Source »
★ ★ ★ ★ ★

Nous avons décidé d’organiser là-bas une mission d’enquête et un séminaire
sur l’action de la Cour pénale internationale en RDC et l’impact de la justice
dans le conflit congolais. Sujet un peu sensible mais vraiment d’actualité avec
l’ouverture du procès de JP Bemba, 10 jours auparavant et l’intensification du
conflit dans les Kivus. Dans ce contexte, nous cherchons à évaluer l’impact de
l’action de la CPI en RDC, à appréhender le rôle de la CPI et plus largement de
la Justice dans ce pays en guerre depuis 20 ans.

Tout commence à Paris et La Haye vers 5h du matin, le 2 décembre 2010. Trois
chargés de mission de la FIDH, Olivier, Marianna et Florent prennent leurs
avions respectifs. Il neige intensément sur l’Europe et nous anticipons afin
d’arriver à l’aéroport à l’heure. Cela ne change rien, mon vol pour Bruxelles a
plus d’une heure de retard. J’ai bien fait cependant au dernier moment de
partir sur SN Bruxelles plutôt qu’Air France (pour des raisons budgétaires en
ces temps de crise économique) puisqu’en arrivant le soir à Kinshasa,
j’apprends que le vol Air France n’a pas pu partir de Paris ! Mes amis qui
passent, eux, par Entebe arrivent avec 4h de retard et une valise en
moins.....Pour ma part, 2Oh de trajet seront nécessaires pour arriver à
Kin.

En arrivant j’apprends que le vol des Nations unies que je devais prendre
pour Entebe puis Béni est annulé : les deux avions prévus sont en panne et
la MONUSCO ne peux aligner qu’un avion de 50 places. Je ne suis pas un
personnel prioritaire en tant que représentant d’ONG et par conséquent, pas de
faveur ! L’équipe d’Entebe est dans la même situation et nous devons tous
prendre des vols commerciaux pour arriver à Béni notre point de
rassemblement.... C’est le plan B qu’il faut mettre en action. L’idée est
plutôt simple : prendre un avion qui part à 7h du matin vers Goma, escale
obligée pour prendre le vol pour Béni....A Entebe, ils attendront un jour pour
enchainer sur un vol le 4 décembre. C’est un peu galère, tout le monde est
censé se retrouver à Béni dès le 3 décembre mais nous avons quand même pris de
la marge.

★ ★ ★ ★ ★

Extraits d'un jeu de données d'annotation de lieux »
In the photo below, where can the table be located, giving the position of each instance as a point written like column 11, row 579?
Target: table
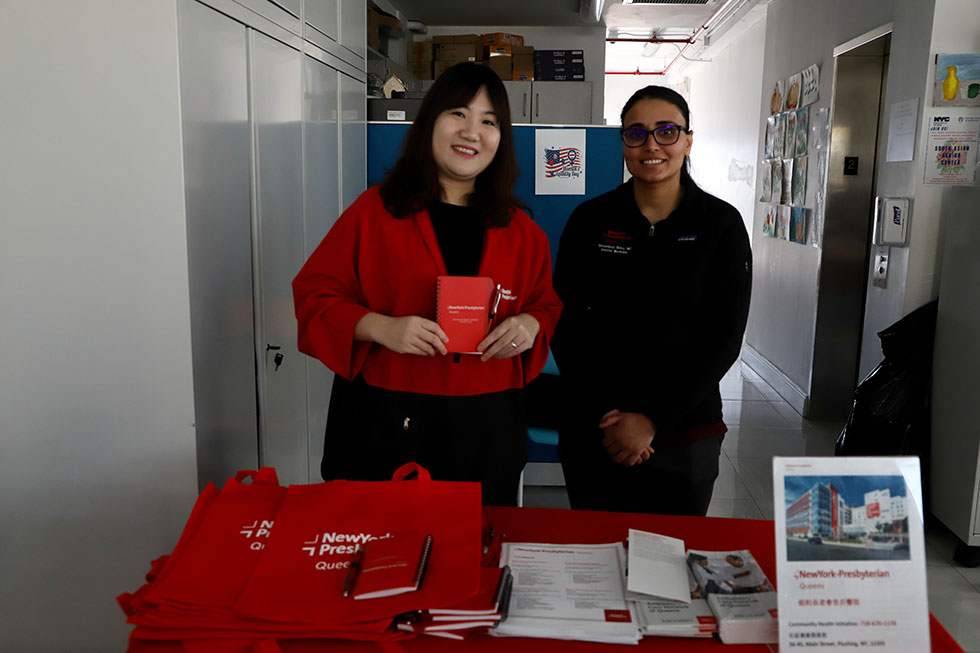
column 589, row 527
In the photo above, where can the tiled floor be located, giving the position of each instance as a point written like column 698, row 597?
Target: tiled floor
column 762, row 425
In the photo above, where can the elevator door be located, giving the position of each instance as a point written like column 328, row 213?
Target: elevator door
column 856, row 118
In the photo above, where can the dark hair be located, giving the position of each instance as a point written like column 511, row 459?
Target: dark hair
column 673, row 97
column 413, row 183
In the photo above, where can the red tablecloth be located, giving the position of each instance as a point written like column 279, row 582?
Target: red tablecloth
column 587, row 527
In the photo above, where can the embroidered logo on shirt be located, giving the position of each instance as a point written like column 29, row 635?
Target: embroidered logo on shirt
column 615, row 242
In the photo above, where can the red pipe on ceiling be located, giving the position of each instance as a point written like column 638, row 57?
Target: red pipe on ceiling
column 680, row 52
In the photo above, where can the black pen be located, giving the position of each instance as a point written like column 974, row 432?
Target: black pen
column 352, row 571
column 496, row 303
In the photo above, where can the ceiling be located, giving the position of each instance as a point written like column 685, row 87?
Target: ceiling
column 615, row 15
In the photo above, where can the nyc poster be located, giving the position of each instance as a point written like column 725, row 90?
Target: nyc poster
column 951, row 157
column 559, row 162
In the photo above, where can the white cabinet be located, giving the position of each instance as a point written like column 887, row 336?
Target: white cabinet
column 274, row 149
column 955, row 447
column 550, row 103
column 324, row 15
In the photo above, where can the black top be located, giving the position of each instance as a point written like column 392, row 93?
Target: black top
column 460, row 235
column 653, row 318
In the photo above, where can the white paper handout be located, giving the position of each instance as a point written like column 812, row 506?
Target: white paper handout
column 568, row 592
column 850, row 554
column 657, row 567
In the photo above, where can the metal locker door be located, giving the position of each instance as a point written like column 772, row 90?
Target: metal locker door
column 276, row 100
column 562, row 103
column 353, row 139
column 321, row 106
column 519, row 96
column 217, row 142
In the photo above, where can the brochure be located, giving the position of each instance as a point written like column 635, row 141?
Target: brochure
column 566, row 591
column 739, row 595
column 850, row 554
column 675, row 619
column 657, row 567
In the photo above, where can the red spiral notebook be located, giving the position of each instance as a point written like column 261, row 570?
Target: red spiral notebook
column 463, row 307
column 390, row 566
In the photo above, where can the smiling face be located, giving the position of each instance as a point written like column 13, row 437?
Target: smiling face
column 464, row 142
column 653, row 163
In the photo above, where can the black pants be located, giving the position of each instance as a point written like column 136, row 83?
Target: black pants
column 371, row 432
column 676, row 480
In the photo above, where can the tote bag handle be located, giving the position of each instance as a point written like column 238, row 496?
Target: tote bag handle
column 406, row 470
column 265, row 476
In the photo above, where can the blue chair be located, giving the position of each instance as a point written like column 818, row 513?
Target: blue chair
column 542, row 466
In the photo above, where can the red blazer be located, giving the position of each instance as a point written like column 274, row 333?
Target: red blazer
column 371, row 261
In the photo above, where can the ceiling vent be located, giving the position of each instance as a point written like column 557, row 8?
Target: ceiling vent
column 669, row 2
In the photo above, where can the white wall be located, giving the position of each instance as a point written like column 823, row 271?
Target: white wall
column 591, row 40
column 97, row 450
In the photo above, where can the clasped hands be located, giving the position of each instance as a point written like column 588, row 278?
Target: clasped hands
column 627, row 437
column 412, row 334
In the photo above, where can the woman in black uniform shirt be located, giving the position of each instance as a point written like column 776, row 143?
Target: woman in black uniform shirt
column 655, row 277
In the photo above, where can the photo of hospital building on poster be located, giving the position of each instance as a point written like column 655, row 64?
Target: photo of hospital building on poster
column 846, row 518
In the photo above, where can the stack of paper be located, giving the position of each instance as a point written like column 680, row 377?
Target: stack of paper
column 569, row 592
column 675, row 618
column 483, row 611
column 668, row 601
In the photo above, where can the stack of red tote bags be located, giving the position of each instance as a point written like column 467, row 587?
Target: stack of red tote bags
column 258, row 563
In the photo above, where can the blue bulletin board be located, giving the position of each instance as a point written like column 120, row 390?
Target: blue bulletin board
column 603, row 169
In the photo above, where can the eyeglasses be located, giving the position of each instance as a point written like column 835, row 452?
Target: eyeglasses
column 636, row 135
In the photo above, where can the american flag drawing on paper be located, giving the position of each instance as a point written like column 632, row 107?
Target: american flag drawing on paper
column 561, row 159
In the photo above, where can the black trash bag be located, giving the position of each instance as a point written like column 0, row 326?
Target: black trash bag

★ ★ ★ ★ ★

Reprenez le récit du voyage de la mission de la FIDH en RDC et poursuivez-le à partir de sa dernière phrase.

Réponse attendue »
Jour 2 : Kinshasa-Goma en 13h.....

Donc levé à 5h après une petite nuit de sommeil (3h seulement) à Kin. Jules
passe me prendre. Mais pas de place pour Goma ce matin ! Départ que vers
12h.... Vers 11h après 5h d’attente à l’aéroport N’djilini, on est déjà à la
Primus avec les amis congolais... Ce ne sera pas la dernière, mais faut bien
cela pour passer les différents cheks-ins etc... Pourtant Jules et Dismas sont
à la manœuvre et sans eux, cela aurait été un véritable cauchemar. Y a pas à
dire, il n’y a pas mieux qu’un parisien pour se débrouiller à Paris et cela est
encore plus vrai pour les congolais et la RDC !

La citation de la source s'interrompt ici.